_Task instructions:_ Produce the same data once more, line for line.

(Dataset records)
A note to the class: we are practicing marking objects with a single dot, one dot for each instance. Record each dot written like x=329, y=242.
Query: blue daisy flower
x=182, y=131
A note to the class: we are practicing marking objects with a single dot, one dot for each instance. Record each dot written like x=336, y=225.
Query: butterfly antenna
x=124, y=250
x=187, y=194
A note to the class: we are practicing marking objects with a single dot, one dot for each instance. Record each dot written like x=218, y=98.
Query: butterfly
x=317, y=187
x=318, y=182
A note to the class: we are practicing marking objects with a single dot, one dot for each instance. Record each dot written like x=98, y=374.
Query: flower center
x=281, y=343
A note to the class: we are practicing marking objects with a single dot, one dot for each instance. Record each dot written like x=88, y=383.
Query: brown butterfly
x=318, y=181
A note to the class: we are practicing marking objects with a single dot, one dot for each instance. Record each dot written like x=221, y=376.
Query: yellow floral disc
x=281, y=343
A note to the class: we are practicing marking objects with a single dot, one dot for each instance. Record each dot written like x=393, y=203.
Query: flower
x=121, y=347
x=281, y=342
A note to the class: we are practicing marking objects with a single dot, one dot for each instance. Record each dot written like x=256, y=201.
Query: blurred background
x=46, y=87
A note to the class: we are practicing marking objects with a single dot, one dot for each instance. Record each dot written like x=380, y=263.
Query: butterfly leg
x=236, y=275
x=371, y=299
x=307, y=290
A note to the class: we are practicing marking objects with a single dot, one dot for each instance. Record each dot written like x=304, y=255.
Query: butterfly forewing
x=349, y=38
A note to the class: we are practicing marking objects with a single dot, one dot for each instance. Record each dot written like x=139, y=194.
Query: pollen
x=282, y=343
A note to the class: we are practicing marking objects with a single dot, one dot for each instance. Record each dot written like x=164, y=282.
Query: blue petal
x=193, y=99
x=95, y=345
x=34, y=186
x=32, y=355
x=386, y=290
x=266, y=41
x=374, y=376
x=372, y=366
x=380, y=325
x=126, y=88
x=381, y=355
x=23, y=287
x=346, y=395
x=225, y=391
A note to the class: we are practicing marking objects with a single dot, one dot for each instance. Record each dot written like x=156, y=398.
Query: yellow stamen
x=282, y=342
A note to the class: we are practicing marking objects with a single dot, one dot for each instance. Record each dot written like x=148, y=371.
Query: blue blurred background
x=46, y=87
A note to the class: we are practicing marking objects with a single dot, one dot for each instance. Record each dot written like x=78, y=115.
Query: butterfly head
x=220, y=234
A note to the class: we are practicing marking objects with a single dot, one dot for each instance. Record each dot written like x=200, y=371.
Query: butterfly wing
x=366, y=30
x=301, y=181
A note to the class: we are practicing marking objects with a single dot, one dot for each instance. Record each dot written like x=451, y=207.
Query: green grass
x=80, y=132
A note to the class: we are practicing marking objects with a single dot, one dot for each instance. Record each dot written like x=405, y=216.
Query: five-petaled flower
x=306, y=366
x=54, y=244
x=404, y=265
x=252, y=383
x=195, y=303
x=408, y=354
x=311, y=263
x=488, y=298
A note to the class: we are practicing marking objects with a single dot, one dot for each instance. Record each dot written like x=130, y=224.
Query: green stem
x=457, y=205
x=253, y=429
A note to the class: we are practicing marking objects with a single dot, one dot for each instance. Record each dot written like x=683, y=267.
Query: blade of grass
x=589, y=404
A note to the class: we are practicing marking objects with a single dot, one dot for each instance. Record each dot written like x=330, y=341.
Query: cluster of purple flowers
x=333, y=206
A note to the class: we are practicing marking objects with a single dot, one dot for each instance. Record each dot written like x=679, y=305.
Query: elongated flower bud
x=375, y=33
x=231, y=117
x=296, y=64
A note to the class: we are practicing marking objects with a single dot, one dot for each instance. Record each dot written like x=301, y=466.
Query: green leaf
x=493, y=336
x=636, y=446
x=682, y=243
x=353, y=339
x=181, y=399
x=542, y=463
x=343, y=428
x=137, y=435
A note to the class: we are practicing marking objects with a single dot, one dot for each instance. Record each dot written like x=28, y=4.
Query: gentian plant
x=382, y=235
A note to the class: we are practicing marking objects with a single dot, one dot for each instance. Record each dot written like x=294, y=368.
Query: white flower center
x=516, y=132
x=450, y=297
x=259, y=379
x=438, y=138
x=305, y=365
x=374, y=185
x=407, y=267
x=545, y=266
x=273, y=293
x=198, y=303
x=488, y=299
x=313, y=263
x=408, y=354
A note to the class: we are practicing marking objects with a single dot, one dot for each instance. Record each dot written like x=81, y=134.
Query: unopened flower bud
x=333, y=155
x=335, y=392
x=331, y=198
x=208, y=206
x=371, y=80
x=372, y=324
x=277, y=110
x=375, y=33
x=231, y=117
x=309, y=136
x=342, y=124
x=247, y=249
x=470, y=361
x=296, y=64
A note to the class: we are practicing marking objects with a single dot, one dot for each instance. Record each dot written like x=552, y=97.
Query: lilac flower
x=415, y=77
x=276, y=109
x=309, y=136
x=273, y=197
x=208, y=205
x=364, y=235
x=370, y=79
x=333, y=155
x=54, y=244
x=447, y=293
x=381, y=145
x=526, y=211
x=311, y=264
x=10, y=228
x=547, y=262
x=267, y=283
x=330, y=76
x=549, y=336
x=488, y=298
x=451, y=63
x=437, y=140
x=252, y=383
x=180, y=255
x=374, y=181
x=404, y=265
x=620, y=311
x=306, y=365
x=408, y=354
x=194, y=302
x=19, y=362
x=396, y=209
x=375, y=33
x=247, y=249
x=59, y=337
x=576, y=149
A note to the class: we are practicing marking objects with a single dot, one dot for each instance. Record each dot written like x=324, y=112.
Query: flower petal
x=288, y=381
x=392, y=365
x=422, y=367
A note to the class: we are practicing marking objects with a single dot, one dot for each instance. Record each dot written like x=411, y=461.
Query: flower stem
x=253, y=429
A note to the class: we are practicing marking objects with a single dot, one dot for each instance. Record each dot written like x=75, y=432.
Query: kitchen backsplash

_Answer box:_
A note to the class: we are practicing marking objects with a single dot, one dot for each instance. Record each dot written like x=329, y=242.
Query: blue daisy flower
x=182, y=131
A note to the class: we are practicing marking objects with a single dot, one dot for each instance. Record each dot written like x=336, y=225.
Query: butterfly antenna
x=124, y=250
x=187, y=194
A note to the class: we are practicing marking objects with a single dot, one dot for each instance. Record each dot written like x=218, y=98.
Query: butterfly
x=317, y=187
x=318, y=182
A note to the class: we are practicing marking objects with a single dot, one dot for each instance. Record each dot written like x=98, y=374.
Query: flower center
x=281, y=343
A note to the class: we are practicing marking objects with a single dot, one dot for each instance. Record each dot written like x=88, y=383.
Query: brown butterfly
x=318, y=181
A note to the class: we are practicing marking objects with a single dot, one dot for each instance. Record each dot written like x=221, y=376.
Query: yellow floral disc
x=281, y=343
A note to the class: we are practicing marking objects with a single dot, one dot for each instance. Record each dot written like x=393, y=203.
Query: flower
x=121, y=347
x=281, y=342
A note to the class: we are practicing marking objects with a single dot, one dot for each instance. Record each dot written like x=256, y=201.
Query: blurred background
x=46, y=87
A note to the class: we are practicing marking objects with a single dot, one dot for each instance. Record each dot written like x=380, y=263.
Query: butterfly leg
x=236, y=275
x=371, y=299
x=307, y=290
A note to the class: we are practicing marking objects with a single dot, one dot for each instance. Record each dot written like x=304, y=255.
Query: butterfly forewing
x=349, y=38
A note to the class: we are practicing marking objects with a single dot, one dot for each instance. Record each dot written like x=139, y=194.
Query: pollen
x=282, y=343
A note to the class: we are practicing marking objects with a single dot, one dot for each instance. Record each dot written like x=164, y=282.
Query: blue petal
x=193, y=99
x=95, y=345
x=34, y=186
x=32, y=355
x=386, y=290
x=266, y=41
x=374, y=376
x=372, y=366
x=380, y=325
x=126, y=88
x=381, y=355
x=23, y=287
x=346, y=395
x=225, y=391
A note to the class: we are practicing marking objects with a single dot, one dot for each instance. Record each dot written like x=156, y=398.
Query: yellow stamen
x=282, y=342
A note to the class: we are practicing marking objects with a single dot, one dot for each instance. Record each dot written like x=148, y=371.
Query: blue blurred background
x=46, y=87
A note to the class: we are practicing marking objects with a single dot, one dot for each instance. Record each dot written like x=78, y=115.
Query: butterfly head
x=220, y=234
A note to the class: we are practicing marking objects with a single dot, one dot for each instance. Record each dot written like x=200, y=371.
Query: butterfly wing
x=366, y=30
x=301, y=181
A note to the class: we are practicing marking objects with a single dot, one dot for each instance. Record each dot written like x=451, y=207.
Query: green grass
x=80, y=132
A note to the class: we are practicing marking objects with a single dot, one dot for each instance. Record each dot written like x=405, y=216.
Query: five-petaled flower
x=306, y=366
x=54, y=244
x=404, y=265
x=252, y=383
x=195, y=303
x=408, y=354
x=311, y=263
x=488, y=298
A note to the class: we are practicing marking objects with a single dot, one dot for each instance. Record each dot written like x=130, y=224.
Query: green stem
x=457, y=205
x=253, y=429
A note to the class: we are practicing marking objects with a single dot, one dot for each instance. Record each dot written like x=683, y=267.
Query: blade of grass
x=589, y=404
A note to the class: we are practicing marking objects with a single dot, one dot for each instance. Record each dot written like x=330, y=341.
Query: cluster of purple flowers
x=333, y=206
A note to the class: we are practicing marking objects with a single dot, one dot for each instance. Record each dot written like x=679, y=305.
Query: elongated flower bud
x=375, y=33
x=231, y=117
x=296, y=64
A note to the class: we are practicing marking objects with a single dot, one dot for each instance. Record each dot written like x=301, y=466.
Query: green leaf
x=493, y=336
x=636, y=446
x=682, y=243
x=353, y=339
x=181, y=399
x=542, y=463
x=343, y=428
x=137, y=435
A note to the class: we are practicing marking objects with a single dot, one dot for each instance. Record each dot written like x=28, y=4.
Query: gentian plant
x=382, y=235
A note to the class: we are practicing marking objects with a single dot, one dot for each instance. Record each dot written like x=294, y=368.
Query: white flower center
x=516, y=132
x=450, y=297
x=259, y=379
x=438, y=138
x=305, y=365
x=374, y=185
x=407, y=267
x=545, y=266
x=273, y=293
x=198, y=303
x=488, y=299
x=313, y=263
x=408, y=354
A note to the class: we are practicing marking objects with a single dot, one dot for each instance. Record each dot written like x=81, y=134.
Query: unopened flower bud
x=333, y=155
x=335, y=392
x=331, y=198
x=208, y=206
x=371, y=80
x=372, y=324
x=277, y=110
x=375, y=33
x=231, y=117
x=309, y=136
x=342, y=124
x=247, y=249
x=470, y=361
x=296, y=64
A note to the class: we are practicing marking objects with a single dot, one dot for each instance. Record each dot written like x=552, y=97.
Query: lilac flower
x=415, y=77
x=276, y=109
x=309, y=136
x=273, y=197
x=208, y=205
x=364, y=235
x=370, y=79
x=333, y=155
x=54, y=244
x=447, y=293
x=381, y=145
x=526, y=211
x=311, y=264
x=10, y=228
x=547, y=262
x=267, y=283
x=330, y=76
x=549, y=336
x=488, y=298
x=451, y=63
x=437, y=140
x=252, y=383
x=180, y=255
x=374, y=181
x=404, y=265
x=620, y=311
x=306, y=365
x=408, y=354
x=194, y=302
x=19, y=362
x=396, y=209
x=375, y=33
x=247, y=249
x=59, y=337
x=576, y=149
A note to the class: we are practicing marking objects with a single dot, one dot for each instance. Record each dot written like x=324, y=112.
Query: flower petal
x=288, y=381
x=392, y=365
x=422, y=367
A note to the class: we are practicing marking objects with a single dot, one dot for each instance. Record each dot written like x=411, y=461.
Query: flower stem
x=253, y=429
A note to the class: we are practicing marking objects with a single dot, one dot for each instance. Record each dot written like x=75, y=432.
Query: kitchen backsplash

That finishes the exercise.